§ **Set exercise**: Copy out everything in the records below from the line containing "Do you see any grass here?" down to the line containing "144;104;160;118", both of those lines included.

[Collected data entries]
■ ■ ■ ■

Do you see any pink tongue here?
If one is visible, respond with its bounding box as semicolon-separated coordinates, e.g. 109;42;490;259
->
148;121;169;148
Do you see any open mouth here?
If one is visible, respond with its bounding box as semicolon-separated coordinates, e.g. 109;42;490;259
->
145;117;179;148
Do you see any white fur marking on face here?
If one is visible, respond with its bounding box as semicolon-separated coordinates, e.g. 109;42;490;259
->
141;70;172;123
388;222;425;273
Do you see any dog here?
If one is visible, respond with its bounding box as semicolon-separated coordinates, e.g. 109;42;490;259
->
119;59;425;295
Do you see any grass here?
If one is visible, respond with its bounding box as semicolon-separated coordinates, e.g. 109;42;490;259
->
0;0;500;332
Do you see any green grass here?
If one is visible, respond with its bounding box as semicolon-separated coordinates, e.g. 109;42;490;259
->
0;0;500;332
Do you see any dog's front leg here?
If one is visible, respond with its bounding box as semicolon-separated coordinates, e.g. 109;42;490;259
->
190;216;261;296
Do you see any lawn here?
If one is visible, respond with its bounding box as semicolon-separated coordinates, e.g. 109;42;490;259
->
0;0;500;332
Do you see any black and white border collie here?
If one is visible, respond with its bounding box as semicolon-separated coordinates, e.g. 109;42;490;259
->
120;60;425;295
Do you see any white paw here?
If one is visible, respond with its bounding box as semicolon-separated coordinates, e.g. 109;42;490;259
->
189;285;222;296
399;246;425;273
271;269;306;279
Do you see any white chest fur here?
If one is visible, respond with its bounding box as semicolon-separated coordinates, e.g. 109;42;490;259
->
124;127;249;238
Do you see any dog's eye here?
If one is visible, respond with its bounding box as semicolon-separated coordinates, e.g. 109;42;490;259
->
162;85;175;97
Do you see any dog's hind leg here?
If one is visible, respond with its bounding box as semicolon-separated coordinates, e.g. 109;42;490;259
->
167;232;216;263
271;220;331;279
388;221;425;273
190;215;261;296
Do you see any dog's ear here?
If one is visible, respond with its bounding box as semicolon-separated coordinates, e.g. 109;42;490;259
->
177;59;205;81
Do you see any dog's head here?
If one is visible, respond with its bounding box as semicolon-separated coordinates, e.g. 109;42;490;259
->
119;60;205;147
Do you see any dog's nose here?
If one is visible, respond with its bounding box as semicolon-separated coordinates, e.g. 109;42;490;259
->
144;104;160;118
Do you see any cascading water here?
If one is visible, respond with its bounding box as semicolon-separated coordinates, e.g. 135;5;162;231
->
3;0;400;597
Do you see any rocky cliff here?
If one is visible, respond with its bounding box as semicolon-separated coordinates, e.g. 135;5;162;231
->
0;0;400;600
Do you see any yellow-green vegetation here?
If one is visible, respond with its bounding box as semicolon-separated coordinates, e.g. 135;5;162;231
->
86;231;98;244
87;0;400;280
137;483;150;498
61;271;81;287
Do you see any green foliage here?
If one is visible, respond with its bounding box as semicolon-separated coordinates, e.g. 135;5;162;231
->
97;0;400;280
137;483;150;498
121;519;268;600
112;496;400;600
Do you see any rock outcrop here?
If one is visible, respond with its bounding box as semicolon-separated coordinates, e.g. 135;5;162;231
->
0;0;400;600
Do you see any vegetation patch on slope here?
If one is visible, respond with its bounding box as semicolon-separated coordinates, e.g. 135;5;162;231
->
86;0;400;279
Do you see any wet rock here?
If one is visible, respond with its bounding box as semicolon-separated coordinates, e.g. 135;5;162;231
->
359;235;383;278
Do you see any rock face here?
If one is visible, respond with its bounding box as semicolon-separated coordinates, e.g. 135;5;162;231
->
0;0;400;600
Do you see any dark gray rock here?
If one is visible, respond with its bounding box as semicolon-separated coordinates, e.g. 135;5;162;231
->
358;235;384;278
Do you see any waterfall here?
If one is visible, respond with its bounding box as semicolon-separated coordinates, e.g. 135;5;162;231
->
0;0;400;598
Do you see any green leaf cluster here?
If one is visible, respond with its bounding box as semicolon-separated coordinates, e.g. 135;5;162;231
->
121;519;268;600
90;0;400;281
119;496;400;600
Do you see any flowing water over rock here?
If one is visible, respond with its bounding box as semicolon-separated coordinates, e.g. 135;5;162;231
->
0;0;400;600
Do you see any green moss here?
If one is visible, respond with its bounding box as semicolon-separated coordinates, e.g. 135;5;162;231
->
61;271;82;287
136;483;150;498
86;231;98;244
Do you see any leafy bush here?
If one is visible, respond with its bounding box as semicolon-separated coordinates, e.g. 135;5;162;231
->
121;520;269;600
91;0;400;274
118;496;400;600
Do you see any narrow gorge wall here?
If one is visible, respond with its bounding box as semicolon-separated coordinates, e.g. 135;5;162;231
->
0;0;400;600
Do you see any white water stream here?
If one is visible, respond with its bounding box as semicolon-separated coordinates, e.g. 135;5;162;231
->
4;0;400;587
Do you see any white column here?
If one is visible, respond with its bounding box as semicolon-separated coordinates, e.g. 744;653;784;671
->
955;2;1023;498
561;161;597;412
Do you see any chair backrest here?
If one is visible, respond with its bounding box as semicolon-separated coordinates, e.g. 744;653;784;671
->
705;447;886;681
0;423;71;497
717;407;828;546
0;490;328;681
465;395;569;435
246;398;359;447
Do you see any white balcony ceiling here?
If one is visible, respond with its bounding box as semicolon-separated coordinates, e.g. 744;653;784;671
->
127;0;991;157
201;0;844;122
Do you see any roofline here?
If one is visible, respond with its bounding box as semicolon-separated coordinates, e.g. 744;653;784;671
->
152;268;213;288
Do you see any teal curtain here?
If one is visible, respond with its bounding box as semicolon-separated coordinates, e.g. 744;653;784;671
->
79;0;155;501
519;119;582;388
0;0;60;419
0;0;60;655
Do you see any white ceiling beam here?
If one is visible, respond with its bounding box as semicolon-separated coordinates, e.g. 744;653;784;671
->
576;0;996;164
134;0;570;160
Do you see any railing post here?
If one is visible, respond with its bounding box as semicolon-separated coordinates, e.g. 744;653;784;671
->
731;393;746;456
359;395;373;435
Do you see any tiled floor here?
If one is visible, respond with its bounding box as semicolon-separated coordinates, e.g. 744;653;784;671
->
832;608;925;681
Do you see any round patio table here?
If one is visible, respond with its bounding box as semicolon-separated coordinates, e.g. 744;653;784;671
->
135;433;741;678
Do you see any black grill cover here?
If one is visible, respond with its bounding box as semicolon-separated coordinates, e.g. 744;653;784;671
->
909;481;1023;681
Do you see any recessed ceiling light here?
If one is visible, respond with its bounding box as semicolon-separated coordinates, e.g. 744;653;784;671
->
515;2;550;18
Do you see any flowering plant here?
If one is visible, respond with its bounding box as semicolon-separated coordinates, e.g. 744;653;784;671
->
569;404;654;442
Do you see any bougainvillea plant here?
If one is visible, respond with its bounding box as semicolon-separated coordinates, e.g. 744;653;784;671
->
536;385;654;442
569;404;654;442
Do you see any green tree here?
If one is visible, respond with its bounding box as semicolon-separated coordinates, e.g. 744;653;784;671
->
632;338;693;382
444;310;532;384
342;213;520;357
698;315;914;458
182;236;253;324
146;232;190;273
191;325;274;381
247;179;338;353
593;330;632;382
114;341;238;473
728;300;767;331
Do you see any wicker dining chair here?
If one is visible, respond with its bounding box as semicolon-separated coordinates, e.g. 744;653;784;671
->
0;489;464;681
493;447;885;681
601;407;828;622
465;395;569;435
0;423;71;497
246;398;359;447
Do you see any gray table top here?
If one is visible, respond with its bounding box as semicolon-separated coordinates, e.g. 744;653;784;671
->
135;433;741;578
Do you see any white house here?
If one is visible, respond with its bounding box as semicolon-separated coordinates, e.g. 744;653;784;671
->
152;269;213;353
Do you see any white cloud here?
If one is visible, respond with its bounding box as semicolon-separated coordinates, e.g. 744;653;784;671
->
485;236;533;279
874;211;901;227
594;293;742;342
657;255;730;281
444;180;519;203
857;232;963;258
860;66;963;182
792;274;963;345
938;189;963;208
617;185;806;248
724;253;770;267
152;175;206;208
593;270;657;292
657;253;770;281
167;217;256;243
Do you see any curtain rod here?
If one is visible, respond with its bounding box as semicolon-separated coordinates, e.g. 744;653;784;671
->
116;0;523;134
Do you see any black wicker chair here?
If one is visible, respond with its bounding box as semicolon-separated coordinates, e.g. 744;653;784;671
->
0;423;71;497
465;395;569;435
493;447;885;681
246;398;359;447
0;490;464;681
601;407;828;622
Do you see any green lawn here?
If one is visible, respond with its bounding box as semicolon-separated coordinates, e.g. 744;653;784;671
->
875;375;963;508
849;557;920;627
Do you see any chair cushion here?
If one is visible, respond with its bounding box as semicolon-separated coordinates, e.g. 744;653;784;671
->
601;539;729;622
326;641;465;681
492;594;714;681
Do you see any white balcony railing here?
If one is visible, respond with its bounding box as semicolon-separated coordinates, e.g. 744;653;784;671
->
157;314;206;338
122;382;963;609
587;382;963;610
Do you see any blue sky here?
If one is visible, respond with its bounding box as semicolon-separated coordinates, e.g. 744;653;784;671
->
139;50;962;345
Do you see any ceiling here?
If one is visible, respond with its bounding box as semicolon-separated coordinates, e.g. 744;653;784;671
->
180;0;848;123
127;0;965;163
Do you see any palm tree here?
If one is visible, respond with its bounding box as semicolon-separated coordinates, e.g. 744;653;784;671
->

■ ■ ■ ■

§ **Exercise output**:
Do you see any grass here?
If one is visible, respond with its bounding box as semicolon-separated coordinates, e.g. 109;42;490;259
->
0;0;500;332
Do you see any green grass here?
If one is visible, respond with its bounding box as semicolon-separated coordinates, e.g. 109;42;490;259
->
0;0;500;332
Do you see any dog's front leg here?
If one is visible, respond with its bounding box as semicolon-separated coordinates, e.g. 109;42;490;259
->
190;216;261;296
Do you see any lawn here?
If one is visible, respond with its bounding box as semicolon-separated coordinates, e.g. 109;42;490;259
->
0;0;500;332
Do you see any black and white border collie here?
If one is visible, respond with its bounding box as semicolon-separated coordinates, e.g. 109;42;490;259
->
120;60;425;295
Do you see any white paw here?
If one is visible, respond with its bounding box as semicolon-separated coordinates, e.g. 109;42;490;259
->
189;285;222;296
399;246;425;273
271;269;306;279
Do you see any white chest fur here?
If one is visible, respond with its bounding box as semicolon-separated coordinates, e.g. 109;42;490;259
->
124;127;249;238
Do you see any dog's eye here?
If one is visible, respond with its bounding box as semicolon-separated coordinates, e.g. 109;42;490;259
->
162;85;175;97
Do you see any dog's hind leg here?
If one is visible, respond with its bounding box as semicolon-separated coordinates, e.g. 109;42;490;259
->
167;232;216;263
271;220;331;279
388;221;425;273
190;215;261;296
Do you see any dog's ear here?
If one is visible, respond with its bounding box as semicolon-separated coordinates, e.g. 109;42;490;259
->
177;59;205;81
Do you see any dog's head here?
If one is visible, respond with its bounding box as semicolon-separated coordinates, e.g. 109;42;490;259
->
119;60;205;147
Do you see any dog's nose here?
If one is visible, respond with its bounding box as semicolon-separated coordinates, e.g. 109;42;490;259
->
144;104;160;118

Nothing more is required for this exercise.